• [What is asked]: Repeat each record below exactly as given.

-- -- --

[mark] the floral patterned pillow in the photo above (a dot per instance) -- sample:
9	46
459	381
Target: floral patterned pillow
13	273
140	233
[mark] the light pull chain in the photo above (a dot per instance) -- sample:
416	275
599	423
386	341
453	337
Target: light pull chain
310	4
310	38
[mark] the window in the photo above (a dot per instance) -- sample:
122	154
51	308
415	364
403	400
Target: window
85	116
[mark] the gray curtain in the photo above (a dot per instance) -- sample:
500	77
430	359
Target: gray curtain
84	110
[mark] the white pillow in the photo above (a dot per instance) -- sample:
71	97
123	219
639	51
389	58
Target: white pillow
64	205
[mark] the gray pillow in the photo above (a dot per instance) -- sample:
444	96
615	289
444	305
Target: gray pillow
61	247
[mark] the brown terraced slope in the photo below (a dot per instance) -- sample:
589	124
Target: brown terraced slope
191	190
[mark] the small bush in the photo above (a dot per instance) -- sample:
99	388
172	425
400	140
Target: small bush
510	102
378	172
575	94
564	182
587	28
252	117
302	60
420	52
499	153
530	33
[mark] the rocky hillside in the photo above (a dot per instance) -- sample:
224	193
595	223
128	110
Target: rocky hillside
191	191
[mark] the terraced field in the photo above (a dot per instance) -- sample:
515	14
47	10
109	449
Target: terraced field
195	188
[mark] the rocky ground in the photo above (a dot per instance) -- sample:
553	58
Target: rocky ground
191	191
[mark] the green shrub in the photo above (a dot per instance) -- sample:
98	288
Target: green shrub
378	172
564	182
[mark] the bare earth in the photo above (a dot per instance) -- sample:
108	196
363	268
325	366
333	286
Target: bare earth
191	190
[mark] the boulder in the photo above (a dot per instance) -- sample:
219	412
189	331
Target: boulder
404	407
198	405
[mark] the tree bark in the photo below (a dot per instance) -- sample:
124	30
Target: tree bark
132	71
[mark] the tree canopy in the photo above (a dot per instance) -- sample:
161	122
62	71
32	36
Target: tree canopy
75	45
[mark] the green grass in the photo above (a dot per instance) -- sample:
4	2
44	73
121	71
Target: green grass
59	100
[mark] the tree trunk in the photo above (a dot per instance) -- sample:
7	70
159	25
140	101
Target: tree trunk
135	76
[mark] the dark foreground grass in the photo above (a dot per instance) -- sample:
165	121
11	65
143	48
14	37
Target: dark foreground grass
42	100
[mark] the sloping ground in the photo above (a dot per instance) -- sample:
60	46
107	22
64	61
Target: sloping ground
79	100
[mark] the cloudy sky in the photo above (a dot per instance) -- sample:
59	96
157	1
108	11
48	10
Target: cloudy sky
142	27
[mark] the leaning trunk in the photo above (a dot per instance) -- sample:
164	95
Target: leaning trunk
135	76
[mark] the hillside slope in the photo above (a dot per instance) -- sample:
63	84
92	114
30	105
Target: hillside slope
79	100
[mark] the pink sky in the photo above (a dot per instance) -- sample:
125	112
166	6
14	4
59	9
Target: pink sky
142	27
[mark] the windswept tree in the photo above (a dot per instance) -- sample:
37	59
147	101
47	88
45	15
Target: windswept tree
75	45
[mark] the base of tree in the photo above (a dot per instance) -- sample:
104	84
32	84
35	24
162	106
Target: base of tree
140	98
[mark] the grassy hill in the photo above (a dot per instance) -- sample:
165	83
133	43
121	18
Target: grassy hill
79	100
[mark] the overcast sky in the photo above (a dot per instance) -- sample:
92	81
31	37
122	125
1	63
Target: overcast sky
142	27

-- -- --

• [Response to the task]:
[mark] the floral patterned pillow in the photo above (a dot per instance) -- sample:
9	46
459	381
Target: floral patterned pillow
13	273
140	233
[mark] the light pull chain in the photo above (a dot per instance) -- sample:
416	275
599	423
386	341
453	337
Target: light pull chain
310	4
310	38
[mark] the window in the photo above (a dot per instance) -- sample:
122	154
51	308
415	364
403	400
Target: window
85	116
[mark] the gray curtain in the photo above (a dot per instance) -- sample:
500	77
430	359
Target: gray curtain
84	110
[mark] the white pillow in the photo above (a dot per instance) -- sample:
71	97
123	219
639	51
389	58
Target: white pillow
64	205
[mark] the gray pillow in the photo above (a dot per instance) -- sample:
444	96
615	289
444	305
Target: gray pillow
61	247
[mark] the brown terraced slope in the photo below (a dot per instance) -- sample:
589	124
Target: brown terraced slope
191	190
[mark] the small bush in the photo above (a dot per instance) -- sample:
99	388
172	425
400	140
Target: small bush
510	102
378	172
575	94
564	182
587	28
252	117
302	60
420	52
499	153
530	33
[mark] the rocky hillside in the photo above (a dot per instance) -- sample:
224	193
595	223
128	110
Target: rocky hillside
191	191
[mark] the terraced field in the photo above (a dot per instance) -- sample:
515	14
47	10
109	449
Target: terraced field
195	188
[mark] the rocky ground in the photo above (a dot per instance) -- sample:
553	58
Target: rocky ground
191	191
[mark] the green shrub in the photo above (a dot per instance) -- sample:
98	288
Target: green shrub
378	172
564	182
[mark] the bare earth in the photo above (a dot per instance) -- sample:
108	196
363	268
325	366
333	286
Target: bare earth
191	190
[mark] the boulder in the photo above (a dot per instance) -- sample:
219	412
189	331
Target: boulder
404	407
198	405
[mark] the tree bark in the photo below (a dot per instance) -- sample:
124	30
Target: tree bark
132	71
[mark] the tree canopy in the photo above (a dot per instance) -- sample:
161	122
62	71
32	36
Target: tree canopy
75	45
[mark] the green grass in the photo above (a dot per instance) -- sample:
4	2
44	73
121	71
Target: green grass
59	100
[mark] the tree trunk in the photo above (a dot per instance) -- sample:
7	70
159	25
140	101
Target: tree trunk
135	76
[mark] the dark foreground grass in the photo above (a dot per instance) -- sample:
165	121
11	65
143	48
14	37
Target: dark foreground grass
42	100
[mark] the sloping ground in the photo above (a dot per instance) -- sample:
60	46
107	22
64	61
Target: sloping ground
79	100
[mark] the cloudy sky in the photo above (a dot per instance) -- sample:
59	96
157	1
108	11
48	10
Target: cloudy sky
142	27
[mark] the leaning trunk in the photo above (a dot per instance) -- sample:
164	95
Target: leaning trunk
135	76
[mark] the hillside slope in the photo above (a dot per instance) -- sample:
63	84
92	114
30	105
Target: hillside slope
79	100
[mark] the pink sky in the photo above (a dot per instance) -- sample:
125	112
166	6
14	4
59	9
Target: pink sky
142	27
[mark] the windswept tree in the photo above (a dot per instance) -- sample:
37	59
147	101
47	88
45	15
Target: windswept tree
75	45
[mark] the base of tree in the photo above (a dot per instance) -- sample:
104	84
32	84
35	24
162	106
Target: base of tree
140	98
[mark] the grassy hill in the photo above (a dot per instance) -- sample:
165	83
133	43
121	18
Target: grassy hill
79	100
[mark] the overcast sky in the photo above (a dot per instance) -- sample:
92	81
31	37
122	125
1	63
Target: overcast sky
142	27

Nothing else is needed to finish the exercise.